Segment Start: Excerpted records
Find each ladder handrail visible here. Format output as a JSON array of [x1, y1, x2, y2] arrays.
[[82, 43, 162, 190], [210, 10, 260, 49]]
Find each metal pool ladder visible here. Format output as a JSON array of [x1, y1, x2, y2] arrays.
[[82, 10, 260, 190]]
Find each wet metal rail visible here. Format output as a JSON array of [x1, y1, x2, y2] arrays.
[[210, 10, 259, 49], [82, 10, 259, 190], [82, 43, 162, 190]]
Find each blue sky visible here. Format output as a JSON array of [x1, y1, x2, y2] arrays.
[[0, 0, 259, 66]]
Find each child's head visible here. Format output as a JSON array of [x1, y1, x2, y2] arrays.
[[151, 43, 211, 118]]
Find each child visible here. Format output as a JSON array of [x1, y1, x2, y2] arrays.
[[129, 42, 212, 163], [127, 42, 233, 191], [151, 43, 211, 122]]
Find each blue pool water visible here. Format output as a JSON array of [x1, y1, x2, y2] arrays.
Segment End: Excerpted records
Segment Start: Excerpted records
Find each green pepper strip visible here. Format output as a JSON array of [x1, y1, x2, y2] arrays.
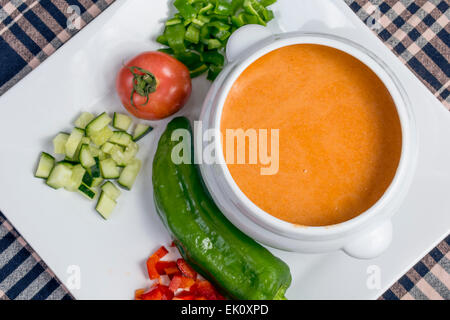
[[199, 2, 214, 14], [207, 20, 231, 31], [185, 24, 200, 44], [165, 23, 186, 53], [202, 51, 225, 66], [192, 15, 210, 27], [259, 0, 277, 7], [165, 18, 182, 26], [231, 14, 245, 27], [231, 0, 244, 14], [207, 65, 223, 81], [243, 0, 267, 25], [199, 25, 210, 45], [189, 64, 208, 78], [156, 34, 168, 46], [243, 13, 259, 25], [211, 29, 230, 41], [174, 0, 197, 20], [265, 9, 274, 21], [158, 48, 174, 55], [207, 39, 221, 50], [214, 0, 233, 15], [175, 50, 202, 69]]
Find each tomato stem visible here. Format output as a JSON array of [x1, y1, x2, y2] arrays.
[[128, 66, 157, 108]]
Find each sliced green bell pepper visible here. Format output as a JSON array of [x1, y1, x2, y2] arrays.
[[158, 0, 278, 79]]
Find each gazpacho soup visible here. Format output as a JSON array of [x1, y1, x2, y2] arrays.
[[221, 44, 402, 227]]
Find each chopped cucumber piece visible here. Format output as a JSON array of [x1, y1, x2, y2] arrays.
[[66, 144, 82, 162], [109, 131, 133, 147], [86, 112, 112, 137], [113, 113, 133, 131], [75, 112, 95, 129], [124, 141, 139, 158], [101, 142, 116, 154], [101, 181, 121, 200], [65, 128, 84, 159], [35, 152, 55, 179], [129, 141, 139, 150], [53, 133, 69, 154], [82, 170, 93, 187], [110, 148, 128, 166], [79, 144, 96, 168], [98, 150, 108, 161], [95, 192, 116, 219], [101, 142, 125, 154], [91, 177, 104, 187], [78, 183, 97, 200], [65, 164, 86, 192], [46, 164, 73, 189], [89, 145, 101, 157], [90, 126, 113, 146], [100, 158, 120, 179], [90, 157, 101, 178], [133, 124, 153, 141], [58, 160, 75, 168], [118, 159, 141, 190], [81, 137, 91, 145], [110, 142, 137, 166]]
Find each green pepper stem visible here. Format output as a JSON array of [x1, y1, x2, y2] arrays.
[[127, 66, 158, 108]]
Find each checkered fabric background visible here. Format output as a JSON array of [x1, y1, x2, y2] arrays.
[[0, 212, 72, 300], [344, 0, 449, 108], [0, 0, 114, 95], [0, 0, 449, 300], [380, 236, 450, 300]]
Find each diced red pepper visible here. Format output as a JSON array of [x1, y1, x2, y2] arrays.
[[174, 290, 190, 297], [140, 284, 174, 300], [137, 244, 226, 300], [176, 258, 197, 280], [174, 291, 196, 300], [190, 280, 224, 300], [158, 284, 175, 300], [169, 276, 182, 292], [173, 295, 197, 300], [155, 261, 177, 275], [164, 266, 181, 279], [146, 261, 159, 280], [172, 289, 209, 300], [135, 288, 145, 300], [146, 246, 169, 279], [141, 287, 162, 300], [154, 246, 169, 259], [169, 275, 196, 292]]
Segment End: Excerpted records
■ **Description of the task**: Find the line with "Find each child's" in the entries above. Retype it and each line after it, exactly, through the line with "Find each blue pool", and stop there.

■ **Response for this exercise**:
Find each child's head visible here. Format output as a JSON array of [x1, y1, x2, y2] arrays.
[[151, 43, 211, 118]]
Find each child visible here. Format output as a JSON array of [x1, y1, x2, y2] arrays.
[[129, 42, 212, 163], [127, 42, 233, 191], [151, 43, 211, 122]]
Find each blue pool water visible here. Format output as a JSON array of [x1, y1, x2, y2] arrays.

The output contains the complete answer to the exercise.